You would also have active defenses, in terms of PAC-3. The PAC-3 missile was specifically designed for the slower missile-delivery systems. Any other delivery systems, aircraft, whatever, you'd work air defenses very hard to ensure they wouldn't be a factor. Then you'd try to-and, again, I don't want to tread too far into the operational details make sure that you don't have a single point of failure. You would take steps to plan ahead so you could work around these issues.

There is no doubt-and I don't want to paint too rosy a picture here that weapons of mass destruction would be a horrible thing to have on the battlefield. They could panic a civilian population for sure, which would cause you problems alone. It would slow down the fight. It can cause us problems in logistics, as you mentioned. So, at least in this hearing, if we were asked to do that, we would plan for worst-case and then we would plan around that.

EXTRACTED MATERIAL

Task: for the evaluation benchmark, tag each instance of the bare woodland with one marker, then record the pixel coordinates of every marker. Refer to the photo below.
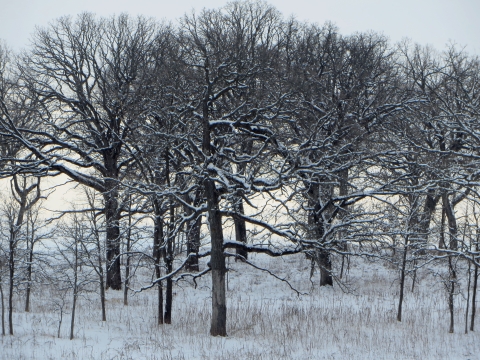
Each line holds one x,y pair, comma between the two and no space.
235,131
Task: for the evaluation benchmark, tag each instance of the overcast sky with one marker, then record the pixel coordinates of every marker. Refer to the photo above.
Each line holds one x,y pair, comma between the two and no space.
434,22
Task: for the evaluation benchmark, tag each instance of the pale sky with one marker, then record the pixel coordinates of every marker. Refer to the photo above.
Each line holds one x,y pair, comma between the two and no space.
433,22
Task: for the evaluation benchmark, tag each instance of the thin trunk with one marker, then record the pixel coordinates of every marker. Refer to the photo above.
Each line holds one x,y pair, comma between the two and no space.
192,232
157,254
11,264
3,309
441,243
112,217
72,322
29,279
240,229
474,297
170,246
343,191
468,295
452,278
75,290
402,280
127,265
452,222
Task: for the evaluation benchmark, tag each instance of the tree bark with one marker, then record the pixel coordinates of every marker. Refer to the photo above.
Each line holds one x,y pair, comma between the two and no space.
157,255
217,263
193,227
112,217
240,229
474,297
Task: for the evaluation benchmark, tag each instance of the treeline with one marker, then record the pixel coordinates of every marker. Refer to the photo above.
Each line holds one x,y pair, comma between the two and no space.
302,139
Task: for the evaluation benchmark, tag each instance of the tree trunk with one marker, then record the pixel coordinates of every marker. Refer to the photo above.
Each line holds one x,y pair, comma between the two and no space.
11,264
452,222
402,280
451,292
192,232
112,216
468,295
74,305
29,279
157,255
240,228
217,263
3,308
474,296
169,264
316,222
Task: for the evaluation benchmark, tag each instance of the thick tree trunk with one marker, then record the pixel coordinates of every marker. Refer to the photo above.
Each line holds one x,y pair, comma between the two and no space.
316,222
217,263
112,216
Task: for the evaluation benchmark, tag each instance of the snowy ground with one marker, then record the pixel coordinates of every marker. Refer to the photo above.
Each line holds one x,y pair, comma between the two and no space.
266,320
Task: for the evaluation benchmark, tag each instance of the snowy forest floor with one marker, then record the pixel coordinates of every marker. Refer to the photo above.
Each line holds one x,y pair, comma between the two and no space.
266,319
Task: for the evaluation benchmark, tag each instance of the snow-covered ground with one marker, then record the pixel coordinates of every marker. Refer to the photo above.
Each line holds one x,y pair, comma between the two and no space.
266,320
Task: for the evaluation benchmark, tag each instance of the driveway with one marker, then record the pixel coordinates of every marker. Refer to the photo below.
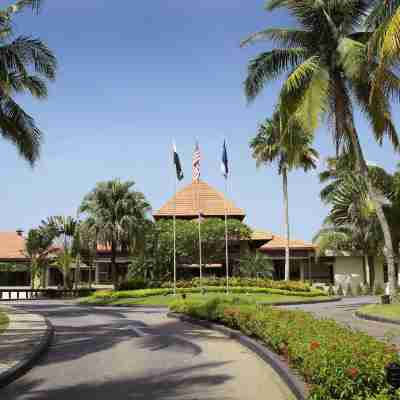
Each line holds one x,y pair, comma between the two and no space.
344,312
109,353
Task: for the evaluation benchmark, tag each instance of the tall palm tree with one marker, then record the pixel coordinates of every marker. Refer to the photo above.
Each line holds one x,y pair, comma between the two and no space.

TO DO
(1) In the hearing excerpt, transcribe the passage that begins with the words containing "You would also" and ends with "around these issues.".
(2) According to the hearing excerpt, what specific problems could weapons of mass destruction cause? List every one.

OUTPUTS
(1)
You would also have active defenses, in terms of PAC-3. The PAC-3 missile was specifically designed for the slower missile-delivery systems. Any other delivery systems, aircraft, whatever, you'd work air defenses very hard to ensure they wouldn't be a factor. Then you'd try to-and, again, I don't want to tread too far into the operational details make sure that you don't have a single point of failure. You would take steps to plan ahead so you could work around these issues.

(2)
- Panic a civilian population
- Slow down the fight
- Cause problems in logistics